▸ Coordinate annotation rows
================================
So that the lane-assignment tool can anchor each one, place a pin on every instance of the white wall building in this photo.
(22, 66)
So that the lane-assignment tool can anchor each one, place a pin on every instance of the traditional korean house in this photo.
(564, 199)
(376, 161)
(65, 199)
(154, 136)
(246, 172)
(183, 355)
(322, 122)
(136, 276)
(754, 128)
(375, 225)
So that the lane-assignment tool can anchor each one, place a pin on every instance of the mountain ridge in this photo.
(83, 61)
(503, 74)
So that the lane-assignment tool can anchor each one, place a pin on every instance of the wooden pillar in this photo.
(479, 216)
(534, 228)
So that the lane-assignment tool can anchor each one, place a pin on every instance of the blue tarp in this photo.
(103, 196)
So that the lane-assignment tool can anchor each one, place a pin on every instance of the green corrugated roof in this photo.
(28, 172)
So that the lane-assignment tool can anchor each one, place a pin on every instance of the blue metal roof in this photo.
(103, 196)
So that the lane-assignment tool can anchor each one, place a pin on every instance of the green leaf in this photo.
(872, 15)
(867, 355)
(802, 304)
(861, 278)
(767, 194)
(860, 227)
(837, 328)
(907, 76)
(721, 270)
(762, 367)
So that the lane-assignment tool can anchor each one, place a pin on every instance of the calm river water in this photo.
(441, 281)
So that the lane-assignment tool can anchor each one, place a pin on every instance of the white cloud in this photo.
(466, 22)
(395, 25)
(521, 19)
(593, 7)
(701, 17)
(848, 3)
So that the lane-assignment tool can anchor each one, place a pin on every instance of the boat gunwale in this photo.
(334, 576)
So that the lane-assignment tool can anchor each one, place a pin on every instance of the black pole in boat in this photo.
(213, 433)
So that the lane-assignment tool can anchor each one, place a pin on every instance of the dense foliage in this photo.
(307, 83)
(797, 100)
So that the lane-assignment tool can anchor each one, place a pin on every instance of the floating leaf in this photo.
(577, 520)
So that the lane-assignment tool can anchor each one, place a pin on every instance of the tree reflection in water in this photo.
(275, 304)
================================
▸ What is being asked
Copy every row above, first to last, without altering a single character.

▸ The result
So that the lane-assignment tool can anchor each one, place a pin on every instance of the white wall building in this photo.
(22, 66)
So that the lane-assignment tool can anchor each one, place a pin on every instance of the traditional korean house in this photo.
(564, 199)
(376, 161)
(65, 199)
(154, 136)
(246, 172)
(183, 355)
(322, 122)
(136, 276)
(754, 128)
(375, 225)
So that the lane-assignment tool can anchor each one, place a pin on every instance of the mountain ridge in this photo.
(83, 61)
(503, 74)
So that the lane-assignment tool can anchor each one, place a pin on every instance of the wooden pillar in this photo.
(479, 216)
(534, 228)
So that the lane-assignment tool can anchor each one, place a pin on every instance of the blue tarp in this photo.
(103, 196)
So that the lane-assignment tool can anchor each one, place a pin on every instance of the green corrugated roof in this photo.
(28, 172)
So that the lane-assignment tool can anchor each one, place a pin on every instance of the blue metal roof in this photo.
(103, 196)
So that the lane-assignment tool can anchor each one, place a pin on every instance of the green leaf in this photo.
(872, 15)
(867, 355)
(802, 304)
(861, 278)
(767, 194)
(860, 227)
(837, 328)
(907, 76)
(721, 270)
(762, 367)
So that the lane-assignment tool can anchor each one, place a pin on every instance of the calm river water in this photo.
(441, 281)
So that the lane-assignment tool can anchor each one, place a pin on every instance of the white cloud in this photo.
(466, 22)
(395, 25)
(521, 19)
(593, 7)
(701, 17)
(848, 3)
So that the lane-assignment tool can anchor each one, place a pin on every instance of the boat gunwale in this photo.
(334, 576)
So that the lane-assignment tool can anchor each one, place a pin on every instance of the black pole in boat in this photo.
(213, 433)
So that the lane-assignment tool can anchor each one, place a pin on every instance of the dense foliage in this photo.
(307, 83)
(797, 100)
So that the lane-assignment tool can anchor each one, place a pin on every instance of the floating leaf in this photo.
(577, 520)
So that the lane-assignment tool can anchor each one, place a pin on every instance of the tree reflection in water in this photo.
(275, 304)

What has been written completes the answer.